» **Material to process**
○ ○ ○ ○
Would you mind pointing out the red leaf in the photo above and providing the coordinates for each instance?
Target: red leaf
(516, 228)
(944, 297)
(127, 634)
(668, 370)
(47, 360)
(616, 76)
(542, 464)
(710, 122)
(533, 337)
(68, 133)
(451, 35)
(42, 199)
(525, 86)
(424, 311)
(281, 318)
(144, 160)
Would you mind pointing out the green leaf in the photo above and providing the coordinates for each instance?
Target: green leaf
○ ○ ○ ○
» **To be done**
Reproduce all of the material above line for line, keeping every request unchanged, and shift each coordinate pair in the answers by adding 112 to both of its values.

» **Solution for this problem**
Would you mind pointing out the red leaf in the photo above and providing the coordinates for each instance?
Target: red leaf
(628, 340)
(1056, 409)
(239, 746)
(780, 482)
(159, 472)
(728, 188)
(654, 576)
(822, 234)
(645, 449)
(180, 245)
(563, 147)
(154, 311)
(637, 198)
(536, 423)
(393, 430)
(256, 272)
Would you mind pointing out the green leaf in the photo above and providing the coordinates for each instance?
Target: green leaf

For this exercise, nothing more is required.